Description of the task:
Look for the line containing "of the navy" in the listing below; from there, output every line exactly, the last one included.

Information given:
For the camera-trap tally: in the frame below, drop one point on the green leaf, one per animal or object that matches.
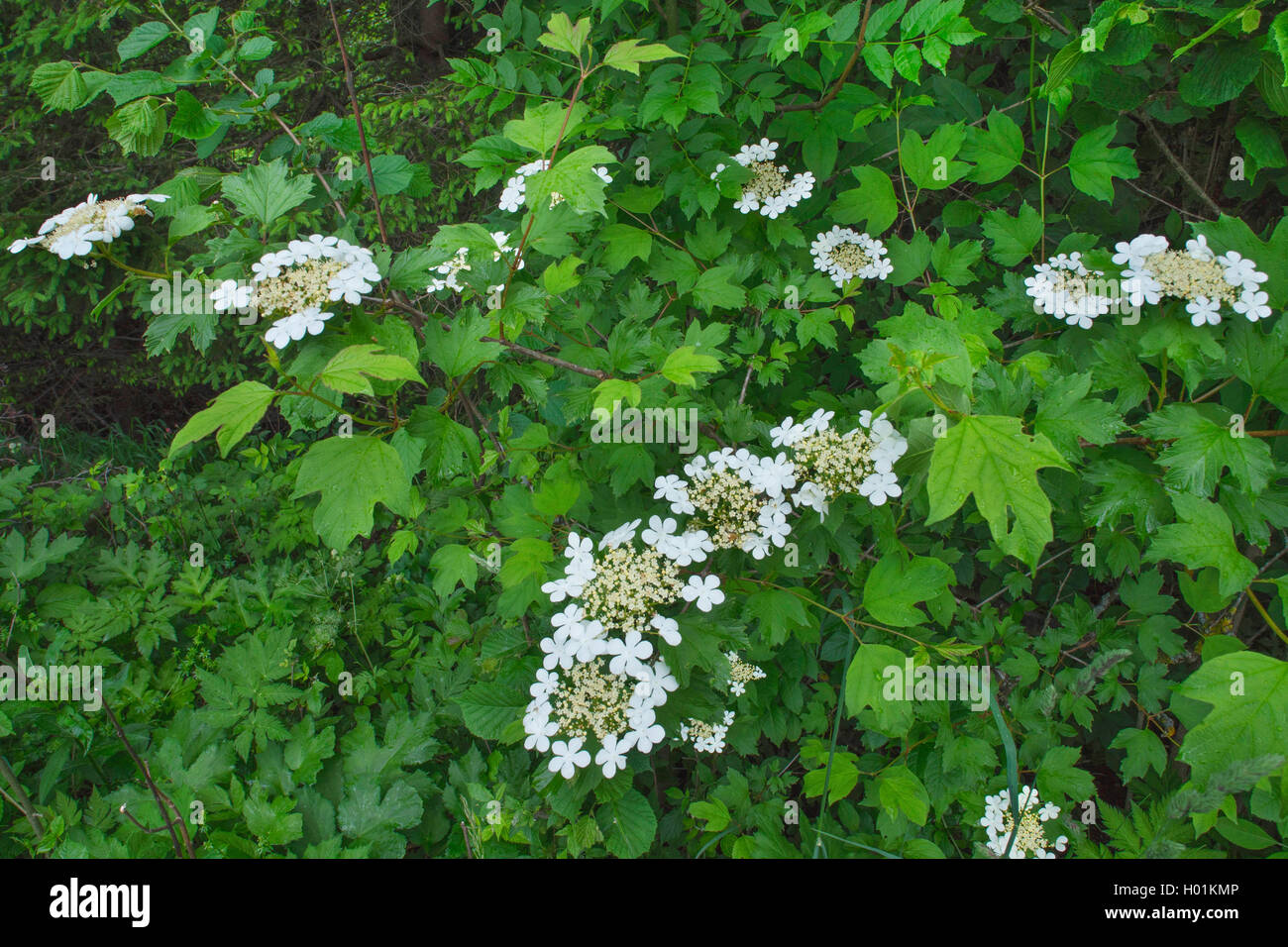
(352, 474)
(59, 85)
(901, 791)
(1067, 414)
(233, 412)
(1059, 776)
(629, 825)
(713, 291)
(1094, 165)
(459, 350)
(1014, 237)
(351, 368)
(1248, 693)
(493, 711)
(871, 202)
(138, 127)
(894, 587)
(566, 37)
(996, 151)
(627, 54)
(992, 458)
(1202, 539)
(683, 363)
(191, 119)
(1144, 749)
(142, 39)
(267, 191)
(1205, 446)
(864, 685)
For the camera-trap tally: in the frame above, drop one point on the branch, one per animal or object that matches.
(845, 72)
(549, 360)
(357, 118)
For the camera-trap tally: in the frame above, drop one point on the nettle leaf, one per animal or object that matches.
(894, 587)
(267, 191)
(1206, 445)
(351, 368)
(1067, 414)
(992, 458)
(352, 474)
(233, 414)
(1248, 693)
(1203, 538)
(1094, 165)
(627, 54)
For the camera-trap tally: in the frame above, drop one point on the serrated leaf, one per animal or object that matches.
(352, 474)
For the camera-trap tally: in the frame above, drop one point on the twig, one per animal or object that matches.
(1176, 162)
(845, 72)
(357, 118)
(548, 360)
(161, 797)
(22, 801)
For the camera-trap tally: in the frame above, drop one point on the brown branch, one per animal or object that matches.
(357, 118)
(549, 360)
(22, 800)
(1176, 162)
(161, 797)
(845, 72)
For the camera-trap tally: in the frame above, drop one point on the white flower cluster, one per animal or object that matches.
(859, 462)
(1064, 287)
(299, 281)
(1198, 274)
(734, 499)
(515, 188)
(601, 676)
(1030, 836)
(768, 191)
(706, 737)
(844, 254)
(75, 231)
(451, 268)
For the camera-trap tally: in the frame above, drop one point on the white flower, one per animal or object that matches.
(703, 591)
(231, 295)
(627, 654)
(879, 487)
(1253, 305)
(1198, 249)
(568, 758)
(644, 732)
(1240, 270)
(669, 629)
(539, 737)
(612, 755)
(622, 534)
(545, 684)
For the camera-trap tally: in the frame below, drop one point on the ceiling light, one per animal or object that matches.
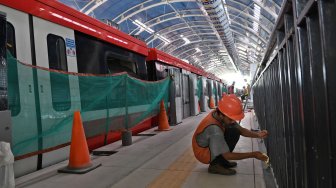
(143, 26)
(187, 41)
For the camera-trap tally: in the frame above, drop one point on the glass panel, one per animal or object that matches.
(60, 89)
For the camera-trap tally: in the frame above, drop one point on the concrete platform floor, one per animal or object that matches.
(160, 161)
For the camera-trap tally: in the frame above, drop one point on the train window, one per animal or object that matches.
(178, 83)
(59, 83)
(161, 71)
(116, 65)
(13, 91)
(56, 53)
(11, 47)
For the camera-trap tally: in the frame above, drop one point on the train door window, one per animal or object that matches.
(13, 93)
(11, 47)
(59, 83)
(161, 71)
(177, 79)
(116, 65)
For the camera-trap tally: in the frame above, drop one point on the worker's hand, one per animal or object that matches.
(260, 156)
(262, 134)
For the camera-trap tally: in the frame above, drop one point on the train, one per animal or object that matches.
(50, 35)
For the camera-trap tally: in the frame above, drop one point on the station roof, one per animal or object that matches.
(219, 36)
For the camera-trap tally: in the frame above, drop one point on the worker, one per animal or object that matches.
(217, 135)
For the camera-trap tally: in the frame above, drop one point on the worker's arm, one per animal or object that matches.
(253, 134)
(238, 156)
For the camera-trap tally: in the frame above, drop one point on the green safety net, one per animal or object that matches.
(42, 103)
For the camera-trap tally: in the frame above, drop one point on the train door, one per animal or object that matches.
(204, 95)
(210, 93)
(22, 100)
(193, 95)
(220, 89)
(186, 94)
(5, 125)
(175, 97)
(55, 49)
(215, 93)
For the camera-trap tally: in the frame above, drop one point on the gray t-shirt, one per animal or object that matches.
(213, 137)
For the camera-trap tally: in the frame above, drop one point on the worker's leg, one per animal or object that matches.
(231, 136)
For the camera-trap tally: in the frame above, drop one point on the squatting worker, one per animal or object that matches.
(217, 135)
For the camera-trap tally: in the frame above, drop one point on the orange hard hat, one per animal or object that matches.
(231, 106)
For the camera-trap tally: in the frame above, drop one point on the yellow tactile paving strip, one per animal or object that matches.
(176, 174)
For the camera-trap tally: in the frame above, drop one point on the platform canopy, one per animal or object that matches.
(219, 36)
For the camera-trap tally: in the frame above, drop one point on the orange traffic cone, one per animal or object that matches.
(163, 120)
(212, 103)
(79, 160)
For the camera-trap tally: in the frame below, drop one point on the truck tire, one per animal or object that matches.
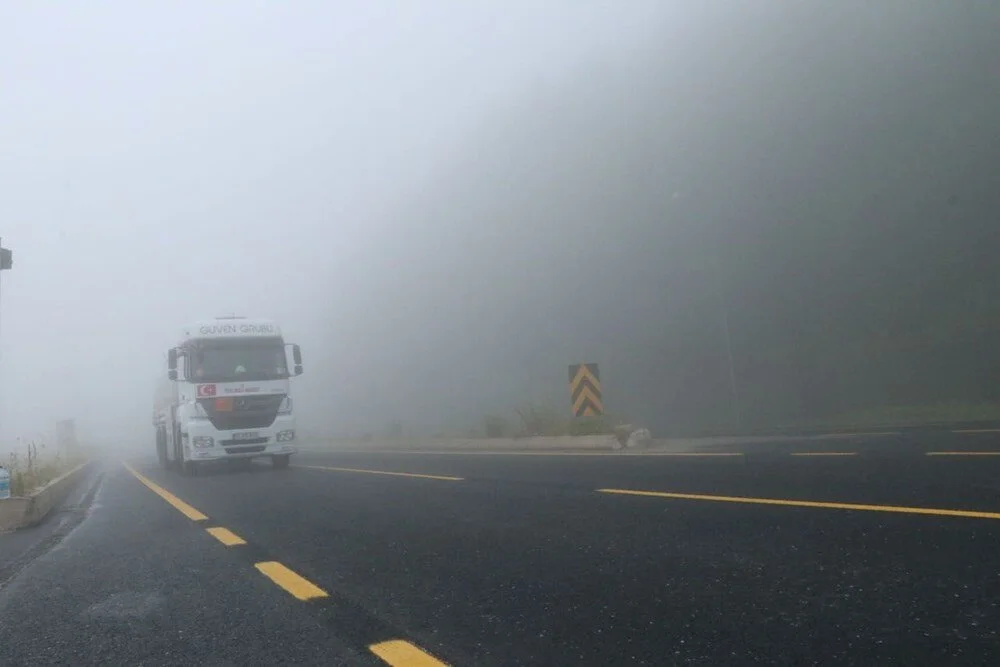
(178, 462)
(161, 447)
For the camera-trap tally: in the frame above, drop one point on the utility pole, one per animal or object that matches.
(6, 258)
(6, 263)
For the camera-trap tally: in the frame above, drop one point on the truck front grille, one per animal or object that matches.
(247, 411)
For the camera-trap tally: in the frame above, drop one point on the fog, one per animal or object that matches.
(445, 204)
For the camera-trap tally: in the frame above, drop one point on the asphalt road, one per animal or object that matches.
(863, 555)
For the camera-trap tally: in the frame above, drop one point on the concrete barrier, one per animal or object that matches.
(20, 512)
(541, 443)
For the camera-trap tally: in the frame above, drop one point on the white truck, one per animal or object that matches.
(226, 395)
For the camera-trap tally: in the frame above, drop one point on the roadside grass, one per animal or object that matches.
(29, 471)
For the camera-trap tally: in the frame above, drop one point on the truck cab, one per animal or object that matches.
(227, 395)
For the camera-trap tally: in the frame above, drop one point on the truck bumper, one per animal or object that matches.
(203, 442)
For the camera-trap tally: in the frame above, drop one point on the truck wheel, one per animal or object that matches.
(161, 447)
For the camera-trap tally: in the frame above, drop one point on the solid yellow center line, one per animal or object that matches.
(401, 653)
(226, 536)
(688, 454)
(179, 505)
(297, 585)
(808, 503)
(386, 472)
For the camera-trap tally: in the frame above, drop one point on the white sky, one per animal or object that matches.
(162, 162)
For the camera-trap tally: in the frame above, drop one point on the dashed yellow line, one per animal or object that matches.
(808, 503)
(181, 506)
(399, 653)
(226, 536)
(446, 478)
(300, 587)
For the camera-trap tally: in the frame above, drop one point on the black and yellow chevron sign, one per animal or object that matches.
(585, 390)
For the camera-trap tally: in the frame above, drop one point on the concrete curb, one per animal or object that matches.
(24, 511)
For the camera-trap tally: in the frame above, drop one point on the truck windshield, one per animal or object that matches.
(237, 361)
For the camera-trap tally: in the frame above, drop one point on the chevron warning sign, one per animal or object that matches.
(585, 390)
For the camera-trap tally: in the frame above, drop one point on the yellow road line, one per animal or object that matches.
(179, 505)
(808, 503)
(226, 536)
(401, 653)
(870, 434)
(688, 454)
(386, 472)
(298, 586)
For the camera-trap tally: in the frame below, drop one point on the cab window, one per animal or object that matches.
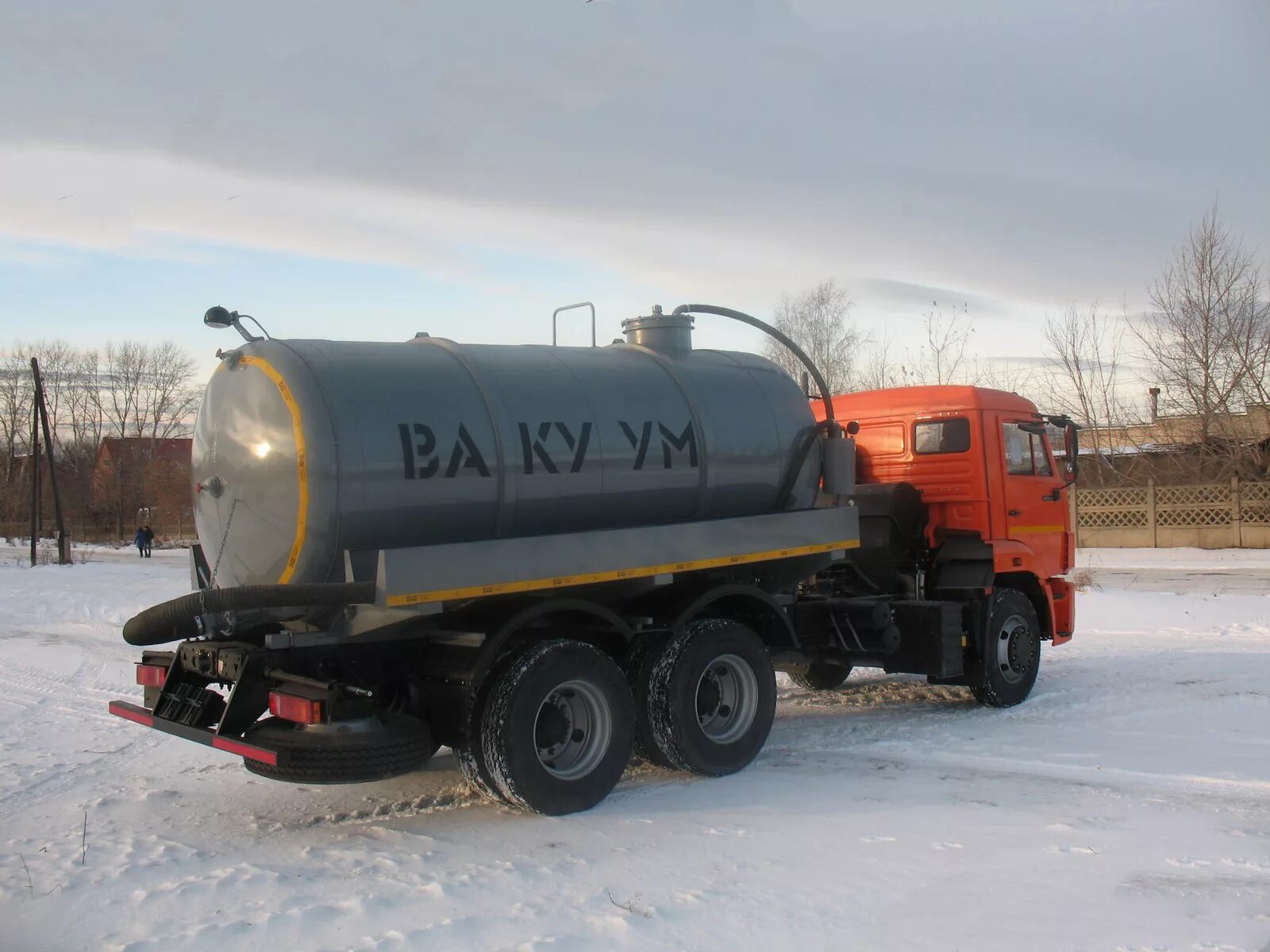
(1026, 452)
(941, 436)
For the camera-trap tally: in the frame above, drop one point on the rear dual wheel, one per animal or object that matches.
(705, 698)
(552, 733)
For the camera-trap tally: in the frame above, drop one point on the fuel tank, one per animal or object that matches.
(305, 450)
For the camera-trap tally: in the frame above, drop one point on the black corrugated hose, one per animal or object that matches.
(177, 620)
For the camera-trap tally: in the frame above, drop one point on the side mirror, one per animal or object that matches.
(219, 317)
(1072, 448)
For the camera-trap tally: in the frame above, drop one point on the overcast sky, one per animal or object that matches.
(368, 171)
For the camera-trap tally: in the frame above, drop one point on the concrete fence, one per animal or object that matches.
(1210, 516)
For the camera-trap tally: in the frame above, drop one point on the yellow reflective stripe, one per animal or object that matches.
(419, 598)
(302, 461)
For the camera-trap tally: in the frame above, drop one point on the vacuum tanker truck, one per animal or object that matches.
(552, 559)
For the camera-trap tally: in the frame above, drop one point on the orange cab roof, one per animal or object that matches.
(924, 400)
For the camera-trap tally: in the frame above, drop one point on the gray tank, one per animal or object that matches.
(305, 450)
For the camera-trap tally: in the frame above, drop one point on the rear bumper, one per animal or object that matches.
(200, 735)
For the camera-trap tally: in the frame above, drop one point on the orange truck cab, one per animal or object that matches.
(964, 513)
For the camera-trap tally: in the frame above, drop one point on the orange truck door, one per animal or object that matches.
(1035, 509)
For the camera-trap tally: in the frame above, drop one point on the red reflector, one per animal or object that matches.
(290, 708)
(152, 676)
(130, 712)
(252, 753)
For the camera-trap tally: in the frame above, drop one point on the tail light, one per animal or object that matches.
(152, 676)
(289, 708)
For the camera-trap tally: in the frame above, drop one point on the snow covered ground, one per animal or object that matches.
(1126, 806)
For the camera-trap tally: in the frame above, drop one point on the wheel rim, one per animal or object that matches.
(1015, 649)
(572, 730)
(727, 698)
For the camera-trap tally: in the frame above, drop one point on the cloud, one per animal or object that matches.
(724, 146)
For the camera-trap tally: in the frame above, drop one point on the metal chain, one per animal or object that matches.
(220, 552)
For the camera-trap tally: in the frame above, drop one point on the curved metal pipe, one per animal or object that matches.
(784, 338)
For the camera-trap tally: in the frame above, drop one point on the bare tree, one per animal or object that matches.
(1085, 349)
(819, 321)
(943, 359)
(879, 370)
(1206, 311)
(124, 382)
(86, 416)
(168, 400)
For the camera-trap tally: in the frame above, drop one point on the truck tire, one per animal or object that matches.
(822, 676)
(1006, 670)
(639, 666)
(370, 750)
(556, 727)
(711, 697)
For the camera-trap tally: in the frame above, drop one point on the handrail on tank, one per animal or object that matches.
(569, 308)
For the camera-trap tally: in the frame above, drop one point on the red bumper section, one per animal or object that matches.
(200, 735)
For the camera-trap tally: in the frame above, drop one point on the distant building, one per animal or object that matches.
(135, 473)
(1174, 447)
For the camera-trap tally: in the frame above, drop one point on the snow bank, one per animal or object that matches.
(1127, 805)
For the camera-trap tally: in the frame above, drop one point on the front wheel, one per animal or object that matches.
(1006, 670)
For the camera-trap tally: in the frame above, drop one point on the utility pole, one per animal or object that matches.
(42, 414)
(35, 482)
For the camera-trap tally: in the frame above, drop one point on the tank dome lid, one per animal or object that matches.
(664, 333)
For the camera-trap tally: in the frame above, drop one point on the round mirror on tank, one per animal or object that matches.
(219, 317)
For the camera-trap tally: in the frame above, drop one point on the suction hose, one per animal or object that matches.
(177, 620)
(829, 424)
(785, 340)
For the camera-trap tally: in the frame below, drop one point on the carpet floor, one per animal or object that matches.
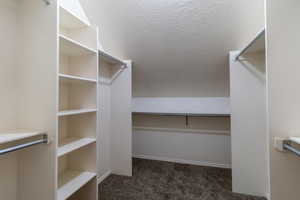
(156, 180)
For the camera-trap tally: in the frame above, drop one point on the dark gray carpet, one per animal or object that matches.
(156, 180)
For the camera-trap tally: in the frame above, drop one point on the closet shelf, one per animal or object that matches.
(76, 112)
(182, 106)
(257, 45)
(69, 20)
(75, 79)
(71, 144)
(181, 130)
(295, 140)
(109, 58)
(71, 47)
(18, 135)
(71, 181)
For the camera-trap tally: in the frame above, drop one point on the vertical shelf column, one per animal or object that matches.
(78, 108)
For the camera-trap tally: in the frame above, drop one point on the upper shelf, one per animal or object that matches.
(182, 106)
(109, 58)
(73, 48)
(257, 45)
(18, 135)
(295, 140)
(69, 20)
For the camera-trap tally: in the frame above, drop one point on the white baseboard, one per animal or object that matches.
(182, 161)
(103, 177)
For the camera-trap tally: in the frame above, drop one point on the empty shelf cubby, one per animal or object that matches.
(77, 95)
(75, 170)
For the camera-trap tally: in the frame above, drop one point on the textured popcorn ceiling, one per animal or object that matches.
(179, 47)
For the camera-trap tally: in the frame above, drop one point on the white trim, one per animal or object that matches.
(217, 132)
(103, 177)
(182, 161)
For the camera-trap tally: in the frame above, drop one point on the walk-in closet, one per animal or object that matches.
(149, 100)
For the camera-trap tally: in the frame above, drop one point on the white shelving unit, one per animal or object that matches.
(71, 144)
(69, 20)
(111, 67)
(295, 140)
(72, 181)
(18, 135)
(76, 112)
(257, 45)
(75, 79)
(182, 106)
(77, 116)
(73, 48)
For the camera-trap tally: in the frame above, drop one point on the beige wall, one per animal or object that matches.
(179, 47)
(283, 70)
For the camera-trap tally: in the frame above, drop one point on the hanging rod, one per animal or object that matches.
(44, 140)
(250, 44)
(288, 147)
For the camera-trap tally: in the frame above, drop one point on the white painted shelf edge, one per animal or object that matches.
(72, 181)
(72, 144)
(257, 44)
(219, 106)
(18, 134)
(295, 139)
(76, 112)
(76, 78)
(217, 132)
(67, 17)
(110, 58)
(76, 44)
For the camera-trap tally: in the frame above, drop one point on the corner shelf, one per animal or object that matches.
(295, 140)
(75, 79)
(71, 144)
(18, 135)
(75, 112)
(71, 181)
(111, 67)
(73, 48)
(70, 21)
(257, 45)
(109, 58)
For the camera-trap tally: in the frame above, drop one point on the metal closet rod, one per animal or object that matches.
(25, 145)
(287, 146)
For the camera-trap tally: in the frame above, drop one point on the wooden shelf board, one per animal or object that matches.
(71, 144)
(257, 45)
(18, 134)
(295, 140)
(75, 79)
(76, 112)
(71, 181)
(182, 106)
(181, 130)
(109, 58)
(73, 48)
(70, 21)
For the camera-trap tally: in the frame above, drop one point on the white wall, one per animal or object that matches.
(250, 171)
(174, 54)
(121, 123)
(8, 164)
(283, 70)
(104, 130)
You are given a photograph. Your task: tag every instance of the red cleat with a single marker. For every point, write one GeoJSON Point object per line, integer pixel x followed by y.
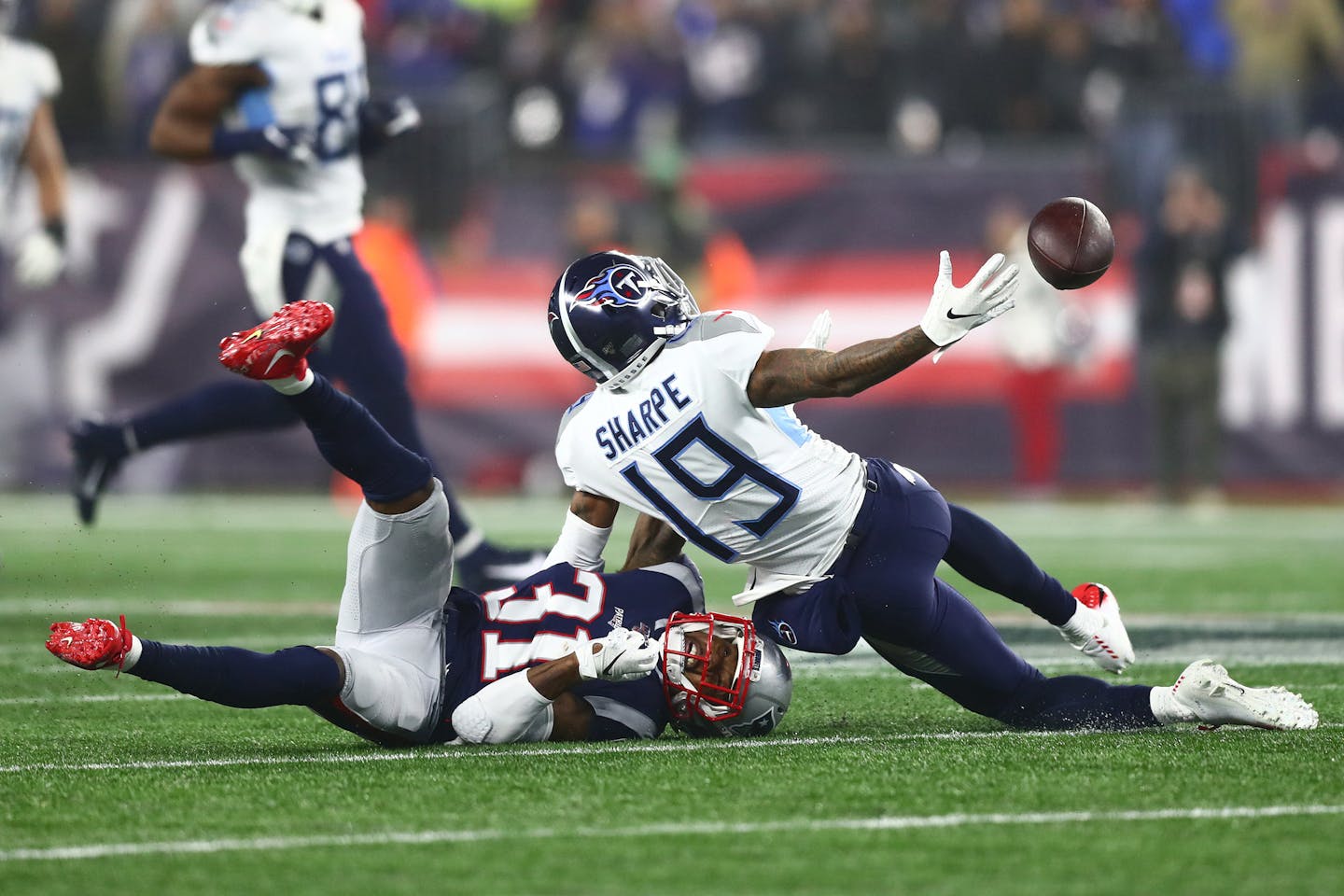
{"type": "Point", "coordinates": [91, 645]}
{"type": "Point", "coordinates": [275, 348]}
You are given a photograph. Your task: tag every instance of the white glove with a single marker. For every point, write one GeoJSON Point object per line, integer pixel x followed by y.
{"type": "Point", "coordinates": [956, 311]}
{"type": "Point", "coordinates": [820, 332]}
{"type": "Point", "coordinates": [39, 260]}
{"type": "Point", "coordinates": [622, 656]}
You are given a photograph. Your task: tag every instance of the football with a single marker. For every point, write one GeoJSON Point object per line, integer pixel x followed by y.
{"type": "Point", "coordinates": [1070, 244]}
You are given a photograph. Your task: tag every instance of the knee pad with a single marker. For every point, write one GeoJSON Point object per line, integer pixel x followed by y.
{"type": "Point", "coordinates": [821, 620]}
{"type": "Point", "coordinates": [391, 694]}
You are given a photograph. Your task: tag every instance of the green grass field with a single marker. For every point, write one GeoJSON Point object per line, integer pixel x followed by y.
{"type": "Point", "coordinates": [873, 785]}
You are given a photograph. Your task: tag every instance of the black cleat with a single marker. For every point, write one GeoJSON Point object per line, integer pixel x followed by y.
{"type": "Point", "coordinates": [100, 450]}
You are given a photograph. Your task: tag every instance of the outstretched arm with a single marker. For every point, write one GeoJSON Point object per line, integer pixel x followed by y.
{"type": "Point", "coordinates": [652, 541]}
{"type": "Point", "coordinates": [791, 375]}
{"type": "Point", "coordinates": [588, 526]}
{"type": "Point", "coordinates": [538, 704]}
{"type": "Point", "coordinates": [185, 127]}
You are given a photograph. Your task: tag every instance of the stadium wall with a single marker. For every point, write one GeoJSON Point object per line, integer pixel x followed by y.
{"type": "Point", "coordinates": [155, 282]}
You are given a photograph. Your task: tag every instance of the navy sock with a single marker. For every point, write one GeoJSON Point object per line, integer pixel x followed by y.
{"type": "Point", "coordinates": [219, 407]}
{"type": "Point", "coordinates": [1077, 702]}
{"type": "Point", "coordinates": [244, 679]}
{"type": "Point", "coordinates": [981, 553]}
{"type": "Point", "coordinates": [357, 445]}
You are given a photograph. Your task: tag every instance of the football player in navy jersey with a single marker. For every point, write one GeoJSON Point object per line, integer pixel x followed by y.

Answer for this exercise:
You are given a photograph. Your task: tag every instance of the navy sock with a single marker. For every point, write one GeoJSON Point object per line, integer pixel x followed by y.
{"type": "Point", "coordinates": [219, 407]}
{"type": "Point", "coordinates": [1077, 702]}
{"type": "Point", "coordinates": [244, 679]}
{"type": "Point", "coordinates": [981, 553]}
{"type": "Point", "coordinates": [357, 445]}
You are given a photograph. Your task: tag every instance of the football player in navy jersey with a single marker. For every point, write one GeoJSON Point object per line, integer pixel x followed by y.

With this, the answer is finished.